> _What the task asks_
Write out, precisely and in full, each line of the material.

(Data extracted from a collection)
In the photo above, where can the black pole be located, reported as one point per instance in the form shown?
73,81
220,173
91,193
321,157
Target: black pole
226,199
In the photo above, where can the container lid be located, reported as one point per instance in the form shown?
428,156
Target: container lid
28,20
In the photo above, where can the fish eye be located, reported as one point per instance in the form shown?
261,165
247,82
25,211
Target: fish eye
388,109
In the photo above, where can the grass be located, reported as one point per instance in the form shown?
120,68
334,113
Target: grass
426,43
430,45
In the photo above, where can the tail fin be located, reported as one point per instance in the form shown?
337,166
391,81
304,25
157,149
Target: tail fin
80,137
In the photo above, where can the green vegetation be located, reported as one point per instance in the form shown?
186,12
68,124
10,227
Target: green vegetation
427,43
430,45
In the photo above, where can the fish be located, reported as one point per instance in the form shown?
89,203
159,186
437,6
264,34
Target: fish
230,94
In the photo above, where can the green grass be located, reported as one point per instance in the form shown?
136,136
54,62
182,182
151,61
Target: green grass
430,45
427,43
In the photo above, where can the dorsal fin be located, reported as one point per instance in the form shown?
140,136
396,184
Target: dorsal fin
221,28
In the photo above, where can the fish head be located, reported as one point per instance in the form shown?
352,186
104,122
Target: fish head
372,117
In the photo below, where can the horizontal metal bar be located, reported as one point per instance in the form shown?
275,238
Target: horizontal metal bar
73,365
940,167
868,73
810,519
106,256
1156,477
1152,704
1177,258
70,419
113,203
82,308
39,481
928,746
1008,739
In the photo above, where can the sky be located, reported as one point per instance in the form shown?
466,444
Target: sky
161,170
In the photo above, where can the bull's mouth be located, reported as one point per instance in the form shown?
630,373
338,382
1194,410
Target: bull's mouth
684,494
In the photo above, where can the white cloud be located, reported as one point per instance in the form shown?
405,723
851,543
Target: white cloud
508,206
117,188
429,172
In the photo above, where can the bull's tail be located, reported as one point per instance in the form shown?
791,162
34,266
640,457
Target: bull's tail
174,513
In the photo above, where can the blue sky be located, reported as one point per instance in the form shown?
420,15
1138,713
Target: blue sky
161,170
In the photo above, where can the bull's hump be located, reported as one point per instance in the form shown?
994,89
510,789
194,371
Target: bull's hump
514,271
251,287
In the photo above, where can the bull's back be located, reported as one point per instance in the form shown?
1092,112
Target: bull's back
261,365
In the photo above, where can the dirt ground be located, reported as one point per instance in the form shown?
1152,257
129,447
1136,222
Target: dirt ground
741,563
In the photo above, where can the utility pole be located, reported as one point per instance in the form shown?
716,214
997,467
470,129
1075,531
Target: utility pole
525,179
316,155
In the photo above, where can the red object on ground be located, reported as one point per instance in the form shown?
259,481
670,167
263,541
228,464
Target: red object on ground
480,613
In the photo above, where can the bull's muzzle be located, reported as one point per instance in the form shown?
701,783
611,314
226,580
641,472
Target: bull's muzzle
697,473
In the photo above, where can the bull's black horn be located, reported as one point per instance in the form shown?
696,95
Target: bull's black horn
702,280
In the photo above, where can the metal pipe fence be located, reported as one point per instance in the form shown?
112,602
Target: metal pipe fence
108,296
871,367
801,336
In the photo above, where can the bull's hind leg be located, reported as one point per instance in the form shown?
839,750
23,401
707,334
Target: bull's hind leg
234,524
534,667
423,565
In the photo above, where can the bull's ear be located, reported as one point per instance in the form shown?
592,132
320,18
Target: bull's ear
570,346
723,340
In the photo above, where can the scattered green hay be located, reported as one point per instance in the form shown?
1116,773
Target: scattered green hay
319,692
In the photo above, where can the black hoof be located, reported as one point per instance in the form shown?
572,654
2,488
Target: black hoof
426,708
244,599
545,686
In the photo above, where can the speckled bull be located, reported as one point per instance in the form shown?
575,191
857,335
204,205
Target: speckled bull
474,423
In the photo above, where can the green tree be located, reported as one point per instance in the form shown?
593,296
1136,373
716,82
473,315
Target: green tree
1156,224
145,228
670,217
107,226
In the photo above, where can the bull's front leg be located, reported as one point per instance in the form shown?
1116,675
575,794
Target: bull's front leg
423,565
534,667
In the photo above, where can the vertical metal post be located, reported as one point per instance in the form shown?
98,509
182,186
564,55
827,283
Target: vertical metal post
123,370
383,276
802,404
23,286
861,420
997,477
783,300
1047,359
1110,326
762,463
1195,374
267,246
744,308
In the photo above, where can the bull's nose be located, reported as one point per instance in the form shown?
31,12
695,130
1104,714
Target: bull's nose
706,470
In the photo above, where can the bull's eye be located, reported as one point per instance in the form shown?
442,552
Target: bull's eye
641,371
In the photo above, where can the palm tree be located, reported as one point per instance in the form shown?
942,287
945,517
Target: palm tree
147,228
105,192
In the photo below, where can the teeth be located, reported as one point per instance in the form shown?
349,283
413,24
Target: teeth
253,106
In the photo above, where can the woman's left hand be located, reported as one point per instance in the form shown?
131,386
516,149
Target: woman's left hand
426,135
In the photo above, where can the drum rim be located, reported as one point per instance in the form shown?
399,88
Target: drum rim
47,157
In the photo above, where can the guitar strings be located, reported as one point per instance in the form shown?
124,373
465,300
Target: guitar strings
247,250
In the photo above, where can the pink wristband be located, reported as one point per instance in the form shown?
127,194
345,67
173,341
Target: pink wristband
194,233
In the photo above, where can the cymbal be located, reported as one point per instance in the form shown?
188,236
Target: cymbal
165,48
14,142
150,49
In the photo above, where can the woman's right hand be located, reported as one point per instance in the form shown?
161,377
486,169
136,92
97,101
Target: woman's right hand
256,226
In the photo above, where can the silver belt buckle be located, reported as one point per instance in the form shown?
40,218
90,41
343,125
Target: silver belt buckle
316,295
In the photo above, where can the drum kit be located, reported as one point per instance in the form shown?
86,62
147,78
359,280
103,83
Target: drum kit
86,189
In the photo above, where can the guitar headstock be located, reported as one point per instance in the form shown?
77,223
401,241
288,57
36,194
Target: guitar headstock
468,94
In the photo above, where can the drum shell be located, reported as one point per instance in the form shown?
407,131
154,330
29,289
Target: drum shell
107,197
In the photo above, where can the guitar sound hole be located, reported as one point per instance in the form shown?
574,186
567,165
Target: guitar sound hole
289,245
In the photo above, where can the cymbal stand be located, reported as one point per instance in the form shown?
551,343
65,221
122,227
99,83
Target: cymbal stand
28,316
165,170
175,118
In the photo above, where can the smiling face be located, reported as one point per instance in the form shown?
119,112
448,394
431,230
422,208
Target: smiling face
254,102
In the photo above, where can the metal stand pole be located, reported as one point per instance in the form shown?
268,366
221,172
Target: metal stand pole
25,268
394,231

> _Expected answer_
In the photo above, where can the black pole be located, reported as one point per instance in the form shown?
73,81
220,173
91,193
321,157
Target: black pole
226,199
In the photo above, where can the container lid be located, reported as one point per instance in the form shown?
428,156
Target: container lid
28,20
In the photo above, where can the fish eye be located, reported as one point per instance in the form shown?
261,165
247,82
25,211
Target: fish eye
388,109
In the photo above, where can the grass be located, reported as one point per instance in the form shown?
120,68
334,113
Target: grass
426,43
430,45
In the photo above, where can the tail fin be located, reported as one point per instance in the form shown?
337,166
391,81
304,25
157,149
Target: tail fin
80,137
In the photo above, where can the green vegetation be located, reported as one point per instance in the form shown?
186,12
68,124
10,227
Target: green vegetation
427,43
430,45
In the photo above, where can the fish be located, reported as one point per instance in the form shown?
89,203
159,186
437,6
264,34
Target: fish
230,94
In the photo above, where can the green grass be located, reported as one point per instance in the form shown?
136,136
54,62
182,182
151,61
Target: green grass
430,45
427,43
In the photo above, where can the dorsal fin be located, reported as one point per instance in the form shown?
140,136
396,184
Target: dorsal fin
221,28
In the photo above, where can the fish head be located, reported as one point per instance in the form shown?
352,186
104,122
Target: fish head
372,117
In the photo below, where can the horizontal metal bar be located, reported as one point per instance in the form shown?
275,238
Target: horizontal metal bar
73,365
940,167
868,73
810,519
106,256
1156,477
1152,704
1177,258
70,419
113,203
82,308
39,481
928,746
1008,739
In the photo above, where can the sky be located, reported as one point per instance in the form shown?
466,444
Target: sky
161,170
In the photo above, where can the bull's mouth be located, reported as one point per instance in the form shown?
630,373
338,382
1194,410
Target: bull's mouth
684,494
In the photo above, where can the white cloud be located, reported as one point per instance in the form shown?
405,723
851,543
Target: white cloud
508,206
117,188
429,172
In the photo above, where can the bull's tail be located, reported as one point per instance in the form shown?
791,162
34,266
640,457
Target: bull's tail
174,513
In the photo above, where can the blue sky be located, reported as one point per instance in the form shown?
420,15
1138,713
Target: blue sky
161,170
In the photo above, where can the bull's hump be located, reported as one point per instance in the form shown?
994,89
510,789
194,371
Target: bull's hump
514,271
251,287
In the photo above, where can the bull's back be located, reported as one point per instance in the form shown?
1092,112
Target: bull's back
261,365
In the photo above, where can the dirt ground be located, reported as one point per instance in the form shown?
1152,257
129,447
1136,222
Target: dirt ground
741,563
In the photo above, where can the utility pole be located, reported as one point per instance in the form shown?
716,214
997,467
470,129
1075,531
Target: utility pole
525,179
316,155
In the photo above, where can the red object on ground be located, reported as one point per instance in the form shown?
259,481
670,167
263,541
228,464
Target: red object on ground
480,613
In the photo above, where can the bull's muzzle be located, reported as one point per instance in the form shown?
701,783
611,314
226,580
641,472
Target: bull's muzzle
697,473
In the photo above, where can the bull's black horn be located, reported as one point per instance in the form shown?
696,95
Target: bull's black horn
702,280
In the photo above, where can the metal pipe fence be located, reported as one point per instance in the form shown?
112,602
Target: metal pipe fence
108,296
871,367
801,336
In the photo above, where can the bull's hind leg be located, reported as one point per instance in the form shown?
839,750
23,401
707,334
Target: bull's hind leg
234,524
534,667
423,565
In the photo above, where can the bull's ear be located, reported as one point per instance in the form shown?
592,132
320,18
Target: bull's ear
570,346
723,340
In the photo above, where can the scattered green hay be located, reported as one point per instance in the form shown?
1116,773
Target: scattered green hay
319,692
In the photo above, where can the black hoof be located, reported as one point per instance in the form shown?
572,654
2,488
Target: black hoof
426,708
244,599
545,686
In the photo above, where can the speckled bull be located, reported as one point per instance in the form shown?
575,191
857,335
204,205
Target: speckled bull
474,423
In the photo above, where can the green tree be located, reported as one point per instance in the form shown?
593,296
1136,373
716,82
473,315
Target: green tree
1156,224
145,228
670,217
107,226
In the photo above, where can the bull's front leg be located, reported as one point per instance in the form shown?
1116,675
575,794
Target: bull's front leg
423,565
534,667
In the photo above, where can the vertical metal post be located, reported as one point per instance in the form shown?
98,509
182,186
564,55
827,283
Target: vertical metal post
123,370
383,276
802,404
23,286
861,420
997,477
783,300
1047,359
1110,326
762,463
1195,374
267,246
744,308
In the photo above, where can the bull's nose be located, reported as one point per instance in the form shown?
31,12
695,130
1104,714
Target: bull's nose
706,470
In the photo above, where can the bull's eye be located, reported as one point per instance in the form shown?
442,552
Target: bull's eye
641,371
In the photo above, where can the palm tree be located, reported as one point per instance in the form shown?
942,287
945,517
Target: palm tree
147,228
105,192
In the photo below, where can the teeth be located, reported as one point per instance in the form shown?
349,283
413,24
Target: teeth
253,106
In the photo above, where can the woman's left hand be located, reported as one point per instance in the form shown?
131,386
516,149
Target: woman's left hand
426,135
In the photo above, where can the drum rim be located, reported as one point per instance in the form shown?
399,88
Target: drum rim
47,157
In the photo above, where can the guitar strings be located, reported as one point per instance in the form shown?
124,373
465,300
Target: guitar strings
247,250
In the photo above, where can the pink wristband be located, reported as one point per instance in the form shown?
127,194
345,67
173,341
Target: pink wristband
194,233
In the photo above, where can the cymbal be located, reported as one point per instance in the form shown?
188,236
Target: cymbal
165,48
14,142
150,49
In the photo above, where can the woman's right hand be located, reported as one point per instance in the form shown?
161,377
486,169
136,92
97,101
Target: woman's right hand
256,226
In the photo above, where can the silver belt buckle be located, reported as one point per instance in the form shown?
40,218
90,41
343,125
Target: silver belt buckle
316,295
In the photo above, where can the drum kit be located, reported as one point per instance in the form shown?
86,62
147,78
359,280
103,83
Target: drum kit
86,189
In the photo above, where can the guitar headstock be located, reported as one point per instance in the form shown?
77,223
401,241
288,57
36,194
Target: guitar headstock
468,94
In the photo above, where can the drum shell be located, reported as one point per instance in the form shown?
407,131
154,330
29,289
Target: drum shell
107,197
In the photo above, where can the guitar sound hole be located, reported as one point per instance in the form shown?
574,186
567,165
Target: guitar sound hole
289,245
In the photo above, where can the cymbal stand be located, reported as one point per instance in the form shown?
551,343
65,221
122,227
99,83
Target: cymbal stand
28,316
165,170
175,118
In the photo above, where can the smiling face be located, reported as one point per instance in the form shown?
119,112
448,394
431,230
422,208
Target: smiling face
254,102
In the photo above, where can the metal stand pole be located, reported as one point per instance in the form shown?
268,366
221,172
Target: metal stand pole
25,268
394,231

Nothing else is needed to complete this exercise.